ENUNCIADO A: Liste todas as pessoas e personagens citados pelo nome no trecho sobre Rondon e o sertão.
ENUNCIADO B: Prossiga com o trecho sobre Rondon e o sertão a partir da última frase apresentada.

TRECHO FORNECIDO:
Na sua rústica sabedoria, o vaqueiro Riobaldo, protagonista de Grande sertão: veredas, de Guimarães Rosa, deixou-nos um enigma que até hoje nos devora: “O sertão está em toda parte”. Para uns, ele é o Brasil sem fim, com uma pequena parcela de civilização cercada pela barbárie. Para outros, o sertão infindo é sinônimo da grandeza potencial à espera de ser descoberta e conquistada. Se a descoberta do tema do sertão é mérito de Euclides da Cunha, a visão da nação por ser construída nesse “Brasilzão” é de Cândido Mariano da Silva Rondon (1865-1958). “Seu legado capta os temas patrióticos e nacionalistas da incorporação e construção do Estado. ‘Brasil, país do futuro’ foi o lema desenvolvimentista da nação no século XX. Essa imagem de um Brasil imenso, rico em minérios à espera de serem explorados, nasceu em parte com a Comissão de Linhas Telegráficas Estratégicas de Mato Grosso ao Amazonas (CLTEMTA), a Comissão Rondon”, observa o brasilianista Todd A. Diacon, autor de um perfil do marechal, recém-lançado no Brasil pela Companhia das Letras.

[Entradas salvas]

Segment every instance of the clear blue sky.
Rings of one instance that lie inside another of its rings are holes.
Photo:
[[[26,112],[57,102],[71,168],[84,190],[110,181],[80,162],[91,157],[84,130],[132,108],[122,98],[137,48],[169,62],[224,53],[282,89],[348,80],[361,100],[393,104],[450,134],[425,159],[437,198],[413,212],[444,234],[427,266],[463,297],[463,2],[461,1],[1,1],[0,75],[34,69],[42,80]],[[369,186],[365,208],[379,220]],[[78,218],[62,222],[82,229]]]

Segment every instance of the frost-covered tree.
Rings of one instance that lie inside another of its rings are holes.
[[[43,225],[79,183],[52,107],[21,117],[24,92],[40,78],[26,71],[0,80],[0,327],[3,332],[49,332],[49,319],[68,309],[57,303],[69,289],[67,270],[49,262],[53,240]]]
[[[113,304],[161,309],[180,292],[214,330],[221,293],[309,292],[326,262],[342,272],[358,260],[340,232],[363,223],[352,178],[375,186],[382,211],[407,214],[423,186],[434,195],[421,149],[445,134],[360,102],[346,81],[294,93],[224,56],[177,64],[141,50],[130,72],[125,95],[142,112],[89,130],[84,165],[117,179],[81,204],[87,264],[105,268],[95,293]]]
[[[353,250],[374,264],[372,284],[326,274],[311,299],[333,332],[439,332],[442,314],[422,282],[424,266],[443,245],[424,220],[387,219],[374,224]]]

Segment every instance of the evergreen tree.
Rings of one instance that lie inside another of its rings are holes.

RESPOSTA A:
Riobaldo
Guimarães Rosa
Euclides da Cunha
Cândido Mariano da Silva Rondon
Todd A. Diacon

RESPOSTA B:
Num paradoxo notável, é no centenário da célebre expedição, iniciada em 1907, a mando do presidente Afonso Pena, que o atual governo federal anuncia, em seu Programa de Aceleração do Crescimento (PAC), a intenção de pavimentar a BR-364, no Acre, estrada que acompanha exatamente o trajeto da linha telegráfica iniciada há cem anos por Rondon. Hoje, como no século passado, o Estado brasileiro pretende aumentar sua presença nos rincões distantes, com a crença de que, levando a infra-estrutura ao sertão, o progresso chegará. Rondon não pensava muito diferente. “Ele julgava que desenvolver a estrutura era importante justamente porque prometia facilitar os esforços para moldar os habitantes do noroeste do Brasil em cidadãos do ‘seu Brasil'”, observa Diacon. O dilema rosiano do sertão nos persegue, mesmo retransformado? “No passado, a utopia geográfica via o país como uma imensa frente pioneira. A estrada terminava na boca da mata. Aos olhos de alguns, parecia suficiente levar a picada mais adiante; o progresso faria o resto. Hoje sabemos que não é assim. É preciso vencer a grande fronteira da desigualdade, desbravar um futuro mais humano, abrir estradas de oportunidades. Recriar a idéia de nação com base no interesse coletivo”, afirmou o presidente Lula em 2005 ao relançar o Projeto Rondon (criado em 1967). “A justiça social representa agora aquilo que o telégrafo simbolizou no passado, quando o marechal Rondon percorreu o país à frente da CLTEMTA”. E como caminhou. De maio de 1907 até janeiro de 1915, Rondon e seus homens instalaram 1.500 quilômetros da linha telegráfica Cuiabá-Santo Antonio do Madeira, cumprindo a missão presidencial que tinha o objetivo de ligar à capital federal, pelo fio telegráfico, os territórios do Amazonas, Acre, Alto Purus e do Alto Juruá por intermédio da capital de Mato Grosso, já em comunicação com o Rio de Janeiro.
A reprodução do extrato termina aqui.